Problem details:
Reproduce word for word the lines of the entries below, from the line containing "Please tag every instance of the dark" up to and including the final line of the entries.
---------------
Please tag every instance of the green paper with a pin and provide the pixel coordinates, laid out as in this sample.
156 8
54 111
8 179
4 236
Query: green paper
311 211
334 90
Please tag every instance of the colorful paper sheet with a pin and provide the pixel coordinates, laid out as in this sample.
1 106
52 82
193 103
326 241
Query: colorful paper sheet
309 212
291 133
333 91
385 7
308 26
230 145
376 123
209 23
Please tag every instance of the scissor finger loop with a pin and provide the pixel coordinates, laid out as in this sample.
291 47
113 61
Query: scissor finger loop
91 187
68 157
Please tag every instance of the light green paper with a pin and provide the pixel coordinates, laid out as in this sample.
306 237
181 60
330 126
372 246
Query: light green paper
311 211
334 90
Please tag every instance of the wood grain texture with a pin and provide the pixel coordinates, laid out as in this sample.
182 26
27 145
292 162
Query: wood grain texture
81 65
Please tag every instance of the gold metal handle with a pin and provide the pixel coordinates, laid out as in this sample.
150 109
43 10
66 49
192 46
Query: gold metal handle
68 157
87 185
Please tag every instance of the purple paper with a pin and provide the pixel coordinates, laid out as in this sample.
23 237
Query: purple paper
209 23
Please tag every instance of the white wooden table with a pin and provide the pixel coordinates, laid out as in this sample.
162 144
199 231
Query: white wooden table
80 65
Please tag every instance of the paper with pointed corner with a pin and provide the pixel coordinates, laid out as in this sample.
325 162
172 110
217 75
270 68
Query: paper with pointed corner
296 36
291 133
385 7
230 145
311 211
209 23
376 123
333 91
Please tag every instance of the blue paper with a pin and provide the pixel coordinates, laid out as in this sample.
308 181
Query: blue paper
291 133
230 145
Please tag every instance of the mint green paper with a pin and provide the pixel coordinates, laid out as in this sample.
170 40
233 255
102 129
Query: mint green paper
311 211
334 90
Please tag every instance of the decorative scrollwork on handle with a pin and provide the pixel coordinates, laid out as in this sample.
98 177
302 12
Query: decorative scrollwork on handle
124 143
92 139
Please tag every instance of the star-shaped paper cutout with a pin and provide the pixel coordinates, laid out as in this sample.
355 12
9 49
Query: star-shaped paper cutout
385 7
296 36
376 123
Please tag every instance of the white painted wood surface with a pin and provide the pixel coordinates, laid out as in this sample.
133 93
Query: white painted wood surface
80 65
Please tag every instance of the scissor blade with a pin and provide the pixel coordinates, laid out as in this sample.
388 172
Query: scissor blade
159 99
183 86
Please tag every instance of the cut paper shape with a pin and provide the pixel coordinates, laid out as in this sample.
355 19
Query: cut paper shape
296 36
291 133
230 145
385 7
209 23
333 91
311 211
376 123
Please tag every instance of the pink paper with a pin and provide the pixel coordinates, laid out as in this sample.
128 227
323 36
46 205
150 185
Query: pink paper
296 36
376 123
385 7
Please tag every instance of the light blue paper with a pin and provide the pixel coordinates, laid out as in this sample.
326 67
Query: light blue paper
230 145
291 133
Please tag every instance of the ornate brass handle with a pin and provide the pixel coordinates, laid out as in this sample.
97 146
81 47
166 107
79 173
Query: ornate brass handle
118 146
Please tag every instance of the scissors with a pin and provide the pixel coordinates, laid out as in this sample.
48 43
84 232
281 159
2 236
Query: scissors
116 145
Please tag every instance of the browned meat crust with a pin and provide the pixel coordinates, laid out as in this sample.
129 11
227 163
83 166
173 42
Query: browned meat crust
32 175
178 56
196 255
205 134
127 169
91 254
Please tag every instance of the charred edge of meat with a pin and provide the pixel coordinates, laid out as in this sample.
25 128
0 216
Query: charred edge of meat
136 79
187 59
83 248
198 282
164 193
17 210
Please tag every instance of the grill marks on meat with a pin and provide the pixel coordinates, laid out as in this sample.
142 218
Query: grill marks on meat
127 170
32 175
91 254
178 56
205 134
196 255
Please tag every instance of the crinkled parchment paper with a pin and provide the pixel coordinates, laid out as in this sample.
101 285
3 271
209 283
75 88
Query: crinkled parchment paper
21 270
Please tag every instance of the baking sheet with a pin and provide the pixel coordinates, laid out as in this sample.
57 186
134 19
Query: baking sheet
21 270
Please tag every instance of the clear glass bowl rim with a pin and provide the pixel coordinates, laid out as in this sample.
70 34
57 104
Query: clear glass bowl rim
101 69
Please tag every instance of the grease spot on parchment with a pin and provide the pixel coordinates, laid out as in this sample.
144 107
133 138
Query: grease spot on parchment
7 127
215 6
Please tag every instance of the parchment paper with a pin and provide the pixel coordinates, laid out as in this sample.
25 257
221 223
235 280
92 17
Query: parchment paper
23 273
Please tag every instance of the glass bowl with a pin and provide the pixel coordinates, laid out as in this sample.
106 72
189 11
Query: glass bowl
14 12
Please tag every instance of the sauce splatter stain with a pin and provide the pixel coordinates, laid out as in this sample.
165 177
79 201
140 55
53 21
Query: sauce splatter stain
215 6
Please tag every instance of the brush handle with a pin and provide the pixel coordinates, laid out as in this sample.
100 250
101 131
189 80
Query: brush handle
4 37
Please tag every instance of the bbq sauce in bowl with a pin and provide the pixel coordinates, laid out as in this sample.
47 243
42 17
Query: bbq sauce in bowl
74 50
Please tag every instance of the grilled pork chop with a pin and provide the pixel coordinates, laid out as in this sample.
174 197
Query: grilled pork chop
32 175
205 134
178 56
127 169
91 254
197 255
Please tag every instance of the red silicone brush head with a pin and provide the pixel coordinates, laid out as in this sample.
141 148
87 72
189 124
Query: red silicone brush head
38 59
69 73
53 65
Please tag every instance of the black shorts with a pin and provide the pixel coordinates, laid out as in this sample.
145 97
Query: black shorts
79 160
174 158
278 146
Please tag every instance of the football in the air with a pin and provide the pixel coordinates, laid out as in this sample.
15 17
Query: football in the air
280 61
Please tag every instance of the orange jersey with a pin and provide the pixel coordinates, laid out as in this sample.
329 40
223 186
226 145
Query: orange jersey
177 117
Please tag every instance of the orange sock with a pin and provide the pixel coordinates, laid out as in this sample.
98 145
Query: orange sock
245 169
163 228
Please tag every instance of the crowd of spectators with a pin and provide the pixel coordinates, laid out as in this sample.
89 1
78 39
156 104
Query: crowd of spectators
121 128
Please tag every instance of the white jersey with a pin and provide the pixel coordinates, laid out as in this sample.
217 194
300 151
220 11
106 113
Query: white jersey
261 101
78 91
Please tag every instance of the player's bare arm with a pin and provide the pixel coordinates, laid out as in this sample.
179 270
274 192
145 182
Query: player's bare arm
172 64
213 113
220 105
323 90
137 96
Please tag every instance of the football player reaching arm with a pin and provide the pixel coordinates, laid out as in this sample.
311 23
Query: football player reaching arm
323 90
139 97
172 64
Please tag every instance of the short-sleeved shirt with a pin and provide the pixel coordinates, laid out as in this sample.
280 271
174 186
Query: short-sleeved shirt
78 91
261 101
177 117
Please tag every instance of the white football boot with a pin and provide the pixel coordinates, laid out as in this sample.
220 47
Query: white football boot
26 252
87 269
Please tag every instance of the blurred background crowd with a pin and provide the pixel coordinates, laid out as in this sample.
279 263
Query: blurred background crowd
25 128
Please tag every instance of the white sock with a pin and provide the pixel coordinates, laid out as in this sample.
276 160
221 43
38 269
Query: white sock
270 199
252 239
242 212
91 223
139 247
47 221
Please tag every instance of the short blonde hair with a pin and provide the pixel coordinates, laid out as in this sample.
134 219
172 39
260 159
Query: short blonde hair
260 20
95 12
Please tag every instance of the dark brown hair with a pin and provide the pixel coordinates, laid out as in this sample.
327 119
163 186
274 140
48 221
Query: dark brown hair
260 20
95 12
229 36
---------------
Right answer:
Please tag every instance of the dark brown hair with a pin and provide the pixel coordinates, laid out as in this sample.
327 119
163 186
274 140
48 221
Query: dark brown hair
260 20
95 12
229 36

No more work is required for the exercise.